• _What needs to be done_: From the first line to the last, please write out the data exactly.

• _Provided material_:

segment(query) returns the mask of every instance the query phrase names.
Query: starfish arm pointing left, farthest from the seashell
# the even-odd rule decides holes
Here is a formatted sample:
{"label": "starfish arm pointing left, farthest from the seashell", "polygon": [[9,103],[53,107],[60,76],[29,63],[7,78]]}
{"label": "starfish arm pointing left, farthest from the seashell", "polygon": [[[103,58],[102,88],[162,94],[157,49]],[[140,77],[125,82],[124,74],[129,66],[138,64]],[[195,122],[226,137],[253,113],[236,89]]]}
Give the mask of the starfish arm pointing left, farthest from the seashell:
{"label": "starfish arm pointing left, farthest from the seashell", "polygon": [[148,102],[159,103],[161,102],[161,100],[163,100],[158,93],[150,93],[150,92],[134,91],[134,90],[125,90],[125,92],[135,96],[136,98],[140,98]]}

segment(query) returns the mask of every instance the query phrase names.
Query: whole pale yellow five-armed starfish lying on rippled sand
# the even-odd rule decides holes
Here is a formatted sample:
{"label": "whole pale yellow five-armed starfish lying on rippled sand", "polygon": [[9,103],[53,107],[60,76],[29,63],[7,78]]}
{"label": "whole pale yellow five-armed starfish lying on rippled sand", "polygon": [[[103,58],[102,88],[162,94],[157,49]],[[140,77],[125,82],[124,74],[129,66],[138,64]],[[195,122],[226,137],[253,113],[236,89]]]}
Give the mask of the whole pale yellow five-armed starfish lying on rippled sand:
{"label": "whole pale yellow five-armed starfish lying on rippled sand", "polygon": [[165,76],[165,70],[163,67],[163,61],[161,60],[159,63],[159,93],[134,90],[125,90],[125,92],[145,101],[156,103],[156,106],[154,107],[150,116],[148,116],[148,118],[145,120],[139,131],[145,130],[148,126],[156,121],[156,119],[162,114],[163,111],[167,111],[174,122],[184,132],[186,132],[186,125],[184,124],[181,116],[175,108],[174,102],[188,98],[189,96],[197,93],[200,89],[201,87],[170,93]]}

• _Solution to the exercise_:
segment(query) returns the mask of every instance the query phrase names.
Query: starfish arm pointing left, farthest from the seashell
# the even-odd rule decides holes
Here is a formatted sample:
{"label": "starfish arm pointing left, farthest from the seashell", "polygon": [[9,103],[53,107],[60,76],[29,63],[7,78]]}
{"label": "starfish arm pointing left, farthest from the seashell", "polygon": [[[103,58],[102,88],[162,94],[157,49]],[[140,77],[125,82],[124,74],[129,66],[138,64]],[[195,122],[226,137],[253,113],[236,89]]]}
Give the mask of the starfish arm pointing left, farthest from the seashell:
{"label": "starfish arm pointing left, farthest from the seashell", "polygon": [[148,102],[159,103],[161,102],[161,100],[163,100],[158,93],[150,93],[150,92],[134,91],[134,90],[125,90],[125,92],[135,96],[136,98],[140,98]]}

segment(query) returns the mask of every instance the query phrase names.
Query: whole pale yellow five-armed starfish lying on rippled sand
# the even-odd rule decides holes
Here is a formatted sample:
{"label": "whole pale yellow five-armed starfish lying on rippled sand", "polygon": [[9,103],[53,107],[60,76],[29,63],[7,78]]}
{"label": "whole pale yellow five-armed starfish lying on rippled sand", "polygon": [[[103,58],[102,88],[162,94],[157,49]],[[140,77],[125,82],[124,74],[129,66],[138,64]],[[195,122],[226,137],[253,113],[236,89]]]}
Give the mask of the whole pale yellow five-armed starfish lying on rippled sand:
{"label": "whole pale yellow five-armed starfish lying on rippled sand", "polygon": [[165,76],[165,70],[163,67],[163,61],[161,60],[159,63],[159,93],[134,90],[125,90],[125,92],[145,101],[156,103],[156,106],[154,107],[150,116],[148,116],[148,118],[145,120],[139,131],[145,130],[148,126],[156,121],[156,119],[162,114],[163,111],[167,111],[174,122],[184,132],[186,132],[186,125],[184,124],[181,116],[175,108],[174,102],[188,98],[189,96],[197,93],[200,89],[201,87],[170,93]]}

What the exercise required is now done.